◆ Written instruction
Can you reproduce the material below line for line, changing nothing?
— BEGIN —
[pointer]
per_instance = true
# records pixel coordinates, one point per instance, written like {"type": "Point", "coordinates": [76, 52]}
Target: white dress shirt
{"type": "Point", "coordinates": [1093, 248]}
— END —
◆ Written solution
[pointer]
per_instance = true
# records pixel coordinates, one point per instance, written like {"type": "Point", "coordinates": [76, 52]}
Target: white dress shirt
{"type": "Point", "coordinates": [1093, 248]}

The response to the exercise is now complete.